Kıbrıs Rum Kesimi'nin en yüksek tirajlı gazetesi olan Fileleftheros, New York çıkışlı haberini; "Krizi Doğalgaz ve Kıbrıs Sorununun Çözümüyle Bağlıyorlar.
ABD'de, Kriz Nedeniyle Yeni Fırsat ve Olanakları Görüyorlar. Bölgede Değişiklikler Saptıyorlar" başlık ve spotlarıyla aktardı. Gazete, New York Times gazetesinin Brüksel muhabirinin "Ekonomisi daralmış olan Kıbrıs doğalgaz yataklarını acilen değerlendirmek istiyor ancak muslukların açılması Kıbrıs'ı, uzun zamandır ertelediği katı tercihleri yapmaya zorlayacak" ifadesini kullandığına işaret etti.
Habere göre, Amerikan German Marshall Fund kurumu danışmanı Michael Leigh "Amerikan baskıları üzerine gerçekleştiği aşikar olan etkileyici bir diplomatik yaklaşımla İsrail Başbakanı Netanyahu (Mavi Marmara) olay için özür diledi, bu hareket Türk Başbakanı Erdoğan tarafından derhal kutlandı" ifadesini kullandı ve şunları vurguladı: "Kıbrıslılar artık, ekonomilerini bugüne kadar bağımlı olduğu şube kıyı bankacılığı (off shore) sistemini değiştirmeli, İrlandalılar ve Norveçliler gibi enerjiyle ilintili yüksek teknoloji sanayisi geliştirmelidirler."

- _Görev 1_:
Kıbrıs doğalgaz haberinde "Kıbrıs Rum Kesimi'nin" ile başlayıp "Sorununun Çözümüyle Bağlıyorlar." sözlerine kadar süren bölümü harfi harfine yazın.
- _Görev 2_:
Sayfa alıntısında adı geçen kişiler kimlerdir?

- _Kayıt alıntıları_:
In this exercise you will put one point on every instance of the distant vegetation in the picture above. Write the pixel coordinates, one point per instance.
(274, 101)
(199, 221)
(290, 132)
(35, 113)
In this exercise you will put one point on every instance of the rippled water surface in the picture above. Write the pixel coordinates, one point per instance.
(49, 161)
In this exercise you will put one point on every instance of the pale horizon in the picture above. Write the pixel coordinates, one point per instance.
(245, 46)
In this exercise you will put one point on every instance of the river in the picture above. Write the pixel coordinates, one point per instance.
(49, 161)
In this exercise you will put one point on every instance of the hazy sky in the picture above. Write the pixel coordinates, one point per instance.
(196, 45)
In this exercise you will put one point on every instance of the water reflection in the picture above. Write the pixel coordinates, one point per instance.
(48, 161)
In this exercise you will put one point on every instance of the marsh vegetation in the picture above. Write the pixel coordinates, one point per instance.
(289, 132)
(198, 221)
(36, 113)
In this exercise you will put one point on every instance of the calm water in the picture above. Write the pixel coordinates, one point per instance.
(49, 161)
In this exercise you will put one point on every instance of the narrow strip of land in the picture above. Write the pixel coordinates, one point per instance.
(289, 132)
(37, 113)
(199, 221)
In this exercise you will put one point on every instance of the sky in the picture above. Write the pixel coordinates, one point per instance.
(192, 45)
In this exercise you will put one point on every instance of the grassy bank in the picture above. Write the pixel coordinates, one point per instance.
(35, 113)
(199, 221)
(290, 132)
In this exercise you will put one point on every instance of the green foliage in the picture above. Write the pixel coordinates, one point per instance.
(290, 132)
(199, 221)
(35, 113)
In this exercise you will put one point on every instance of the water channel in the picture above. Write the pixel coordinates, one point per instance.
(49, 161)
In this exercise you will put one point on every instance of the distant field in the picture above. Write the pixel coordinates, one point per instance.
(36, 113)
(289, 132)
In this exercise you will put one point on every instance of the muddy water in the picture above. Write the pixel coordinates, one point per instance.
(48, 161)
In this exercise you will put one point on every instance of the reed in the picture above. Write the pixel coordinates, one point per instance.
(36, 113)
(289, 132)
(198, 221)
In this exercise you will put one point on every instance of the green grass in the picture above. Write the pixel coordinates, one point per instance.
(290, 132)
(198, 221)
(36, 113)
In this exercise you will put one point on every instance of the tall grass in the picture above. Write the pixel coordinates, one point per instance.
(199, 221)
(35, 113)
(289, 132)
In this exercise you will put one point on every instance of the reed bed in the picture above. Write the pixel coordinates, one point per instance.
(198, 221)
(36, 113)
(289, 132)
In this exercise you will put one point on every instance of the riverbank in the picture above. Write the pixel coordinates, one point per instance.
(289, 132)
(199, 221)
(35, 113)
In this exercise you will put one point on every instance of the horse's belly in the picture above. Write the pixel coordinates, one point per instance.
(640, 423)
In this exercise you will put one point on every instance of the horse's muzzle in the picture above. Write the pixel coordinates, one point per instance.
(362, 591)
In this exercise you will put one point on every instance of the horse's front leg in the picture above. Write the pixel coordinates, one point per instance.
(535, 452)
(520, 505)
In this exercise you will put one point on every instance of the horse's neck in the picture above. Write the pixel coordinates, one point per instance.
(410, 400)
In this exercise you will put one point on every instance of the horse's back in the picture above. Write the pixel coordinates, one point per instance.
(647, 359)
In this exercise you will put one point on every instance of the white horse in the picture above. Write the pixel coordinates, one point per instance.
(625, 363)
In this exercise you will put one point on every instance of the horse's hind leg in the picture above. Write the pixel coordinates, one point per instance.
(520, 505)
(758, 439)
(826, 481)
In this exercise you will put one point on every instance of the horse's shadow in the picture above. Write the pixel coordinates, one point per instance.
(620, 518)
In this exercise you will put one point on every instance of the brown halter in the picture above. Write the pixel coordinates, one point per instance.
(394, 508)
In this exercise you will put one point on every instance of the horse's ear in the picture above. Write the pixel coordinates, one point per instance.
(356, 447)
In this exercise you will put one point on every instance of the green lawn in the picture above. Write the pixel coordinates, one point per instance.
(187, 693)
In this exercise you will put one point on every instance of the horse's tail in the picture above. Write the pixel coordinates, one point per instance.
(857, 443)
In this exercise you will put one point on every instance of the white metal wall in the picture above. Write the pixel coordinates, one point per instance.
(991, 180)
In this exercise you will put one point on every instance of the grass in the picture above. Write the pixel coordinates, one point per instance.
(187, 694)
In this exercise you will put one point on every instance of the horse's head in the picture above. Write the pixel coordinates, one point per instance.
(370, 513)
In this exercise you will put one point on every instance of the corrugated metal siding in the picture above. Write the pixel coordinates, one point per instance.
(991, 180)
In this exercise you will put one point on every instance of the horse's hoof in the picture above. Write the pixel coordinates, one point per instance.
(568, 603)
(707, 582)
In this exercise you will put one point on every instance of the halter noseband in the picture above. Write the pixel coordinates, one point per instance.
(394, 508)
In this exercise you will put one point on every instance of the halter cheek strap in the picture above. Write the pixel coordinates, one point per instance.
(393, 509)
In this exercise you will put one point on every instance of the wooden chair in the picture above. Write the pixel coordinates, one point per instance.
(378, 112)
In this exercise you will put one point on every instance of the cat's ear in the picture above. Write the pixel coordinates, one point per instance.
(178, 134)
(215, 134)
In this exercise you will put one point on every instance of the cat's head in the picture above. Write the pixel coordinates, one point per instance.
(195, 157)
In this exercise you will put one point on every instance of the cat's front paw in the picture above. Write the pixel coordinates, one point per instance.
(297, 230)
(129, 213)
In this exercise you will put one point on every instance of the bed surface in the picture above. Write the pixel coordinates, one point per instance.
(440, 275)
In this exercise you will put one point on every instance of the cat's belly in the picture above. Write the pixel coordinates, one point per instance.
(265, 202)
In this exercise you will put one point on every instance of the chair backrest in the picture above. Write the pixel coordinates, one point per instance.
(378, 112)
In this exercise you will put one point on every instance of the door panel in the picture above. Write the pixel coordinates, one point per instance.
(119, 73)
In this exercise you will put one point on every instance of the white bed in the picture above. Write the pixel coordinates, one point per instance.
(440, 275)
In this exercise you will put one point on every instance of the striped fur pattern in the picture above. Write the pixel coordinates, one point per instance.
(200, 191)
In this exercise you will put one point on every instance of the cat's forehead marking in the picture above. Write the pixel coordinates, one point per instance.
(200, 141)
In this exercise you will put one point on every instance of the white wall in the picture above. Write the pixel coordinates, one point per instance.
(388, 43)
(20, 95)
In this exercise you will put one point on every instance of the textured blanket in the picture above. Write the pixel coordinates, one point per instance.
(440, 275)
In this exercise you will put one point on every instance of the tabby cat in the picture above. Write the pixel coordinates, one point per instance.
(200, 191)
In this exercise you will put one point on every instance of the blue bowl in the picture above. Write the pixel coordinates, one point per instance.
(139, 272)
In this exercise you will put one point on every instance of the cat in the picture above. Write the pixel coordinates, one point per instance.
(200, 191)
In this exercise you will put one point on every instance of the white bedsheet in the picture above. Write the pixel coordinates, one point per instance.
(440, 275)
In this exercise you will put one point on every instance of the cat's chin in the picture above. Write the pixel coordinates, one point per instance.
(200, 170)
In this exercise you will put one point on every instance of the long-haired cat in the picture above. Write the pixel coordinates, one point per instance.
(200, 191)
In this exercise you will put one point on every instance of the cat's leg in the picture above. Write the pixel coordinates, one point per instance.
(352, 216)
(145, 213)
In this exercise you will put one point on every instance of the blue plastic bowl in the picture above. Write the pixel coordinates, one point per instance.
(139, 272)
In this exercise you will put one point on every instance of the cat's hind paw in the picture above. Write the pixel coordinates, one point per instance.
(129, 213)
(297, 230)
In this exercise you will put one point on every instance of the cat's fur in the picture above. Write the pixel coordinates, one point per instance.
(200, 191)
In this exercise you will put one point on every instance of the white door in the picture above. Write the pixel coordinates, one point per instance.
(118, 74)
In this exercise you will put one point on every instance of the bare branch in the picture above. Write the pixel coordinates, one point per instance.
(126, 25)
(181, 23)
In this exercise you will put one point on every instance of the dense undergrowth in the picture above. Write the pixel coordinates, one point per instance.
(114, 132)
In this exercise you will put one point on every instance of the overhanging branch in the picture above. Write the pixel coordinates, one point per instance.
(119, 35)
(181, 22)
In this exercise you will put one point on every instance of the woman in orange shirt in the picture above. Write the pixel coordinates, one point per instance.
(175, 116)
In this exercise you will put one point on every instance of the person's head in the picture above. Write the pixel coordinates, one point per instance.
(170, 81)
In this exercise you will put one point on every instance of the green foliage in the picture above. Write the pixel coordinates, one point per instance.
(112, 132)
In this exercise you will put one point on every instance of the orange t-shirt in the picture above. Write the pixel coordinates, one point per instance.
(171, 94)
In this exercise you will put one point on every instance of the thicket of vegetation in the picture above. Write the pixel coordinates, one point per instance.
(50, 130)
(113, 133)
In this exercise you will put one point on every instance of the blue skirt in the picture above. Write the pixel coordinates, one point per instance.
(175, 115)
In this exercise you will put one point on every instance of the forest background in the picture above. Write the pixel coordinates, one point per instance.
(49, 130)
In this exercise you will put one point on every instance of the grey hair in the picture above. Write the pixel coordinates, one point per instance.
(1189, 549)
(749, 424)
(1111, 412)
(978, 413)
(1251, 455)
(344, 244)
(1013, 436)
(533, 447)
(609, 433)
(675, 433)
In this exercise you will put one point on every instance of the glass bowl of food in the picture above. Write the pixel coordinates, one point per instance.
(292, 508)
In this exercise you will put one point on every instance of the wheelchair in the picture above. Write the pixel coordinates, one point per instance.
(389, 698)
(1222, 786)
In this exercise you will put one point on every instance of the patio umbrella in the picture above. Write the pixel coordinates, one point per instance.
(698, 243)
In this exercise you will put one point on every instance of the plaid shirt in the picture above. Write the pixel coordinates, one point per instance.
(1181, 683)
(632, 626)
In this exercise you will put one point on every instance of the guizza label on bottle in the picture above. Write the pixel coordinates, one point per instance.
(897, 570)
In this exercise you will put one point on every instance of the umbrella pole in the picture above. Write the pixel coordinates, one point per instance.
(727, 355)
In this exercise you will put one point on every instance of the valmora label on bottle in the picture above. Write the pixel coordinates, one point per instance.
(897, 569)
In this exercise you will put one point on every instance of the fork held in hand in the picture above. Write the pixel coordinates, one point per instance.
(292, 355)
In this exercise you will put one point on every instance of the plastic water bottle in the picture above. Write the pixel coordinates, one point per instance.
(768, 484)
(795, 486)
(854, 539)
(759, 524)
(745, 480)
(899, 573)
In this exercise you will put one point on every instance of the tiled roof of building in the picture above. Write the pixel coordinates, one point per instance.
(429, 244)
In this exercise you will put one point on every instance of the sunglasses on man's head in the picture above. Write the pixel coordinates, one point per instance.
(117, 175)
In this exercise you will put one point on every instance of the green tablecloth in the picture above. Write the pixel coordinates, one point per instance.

- _Yazılı çözüm 1_:
Kıbrıs Rum Kesimi'nin en yüksek tirajlı gazetesi olan Fileleftheros, New York çıkışlı haberini; "Krizi Doğalgaz ve Kıbrıs Sorununun Çözümüyle Bağlıyorlar.

- _Yazılı çözüm 2_:
Michael Leigh, İsrail Başbakanı Netanyahu, Türk Başbakanı Erdoğan